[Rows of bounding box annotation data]
● ● ● ●
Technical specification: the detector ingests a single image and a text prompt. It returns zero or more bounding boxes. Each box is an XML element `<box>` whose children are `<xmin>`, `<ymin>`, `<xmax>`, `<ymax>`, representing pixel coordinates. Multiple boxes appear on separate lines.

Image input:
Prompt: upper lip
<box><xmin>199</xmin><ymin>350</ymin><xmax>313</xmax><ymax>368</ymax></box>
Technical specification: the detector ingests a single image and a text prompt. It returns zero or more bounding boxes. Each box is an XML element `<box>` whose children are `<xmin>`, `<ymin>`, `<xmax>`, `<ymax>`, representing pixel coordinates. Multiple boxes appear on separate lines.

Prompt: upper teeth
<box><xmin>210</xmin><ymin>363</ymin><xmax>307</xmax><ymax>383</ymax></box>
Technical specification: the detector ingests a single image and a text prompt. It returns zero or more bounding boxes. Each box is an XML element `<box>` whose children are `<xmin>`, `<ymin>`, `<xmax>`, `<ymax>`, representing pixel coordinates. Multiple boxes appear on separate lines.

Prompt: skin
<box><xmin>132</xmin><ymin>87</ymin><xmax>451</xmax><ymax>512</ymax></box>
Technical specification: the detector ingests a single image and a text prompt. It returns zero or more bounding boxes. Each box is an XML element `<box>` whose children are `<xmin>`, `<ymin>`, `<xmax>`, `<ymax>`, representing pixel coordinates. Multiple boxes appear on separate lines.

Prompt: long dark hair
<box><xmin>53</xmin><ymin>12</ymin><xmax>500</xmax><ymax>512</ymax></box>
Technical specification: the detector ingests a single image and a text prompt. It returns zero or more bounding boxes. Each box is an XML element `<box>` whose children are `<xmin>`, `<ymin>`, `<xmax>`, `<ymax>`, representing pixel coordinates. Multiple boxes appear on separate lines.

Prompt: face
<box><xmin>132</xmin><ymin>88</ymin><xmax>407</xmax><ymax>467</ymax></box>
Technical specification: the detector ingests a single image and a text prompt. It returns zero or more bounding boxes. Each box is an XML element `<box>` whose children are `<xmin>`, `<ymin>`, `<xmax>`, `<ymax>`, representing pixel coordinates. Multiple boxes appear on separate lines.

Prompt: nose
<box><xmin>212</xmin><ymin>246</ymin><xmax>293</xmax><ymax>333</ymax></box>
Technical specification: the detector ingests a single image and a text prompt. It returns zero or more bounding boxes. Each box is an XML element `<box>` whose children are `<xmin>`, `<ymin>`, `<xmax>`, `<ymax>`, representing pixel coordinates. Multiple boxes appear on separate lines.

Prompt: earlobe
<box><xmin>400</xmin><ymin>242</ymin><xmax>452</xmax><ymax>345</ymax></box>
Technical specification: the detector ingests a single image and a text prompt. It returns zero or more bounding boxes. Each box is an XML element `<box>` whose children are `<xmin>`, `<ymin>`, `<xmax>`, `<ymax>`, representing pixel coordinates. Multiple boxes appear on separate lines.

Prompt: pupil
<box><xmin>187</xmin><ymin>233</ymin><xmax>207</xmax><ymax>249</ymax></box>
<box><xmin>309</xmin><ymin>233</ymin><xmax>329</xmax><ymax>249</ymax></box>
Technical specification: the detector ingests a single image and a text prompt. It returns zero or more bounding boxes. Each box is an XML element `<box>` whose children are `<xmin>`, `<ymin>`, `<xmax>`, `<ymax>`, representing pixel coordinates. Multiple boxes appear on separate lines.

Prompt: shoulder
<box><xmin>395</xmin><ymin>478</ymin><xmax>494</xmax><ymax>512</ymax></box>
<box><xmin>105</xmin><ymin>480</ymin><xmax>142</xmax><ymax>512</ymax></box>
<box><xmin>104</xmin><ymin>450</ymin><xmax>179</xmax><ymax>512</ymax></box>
● ● ● ●
▸ **What is asked**
How many of the lines above contain the string "upper"? Give only the number.

▸ **Finished task**
2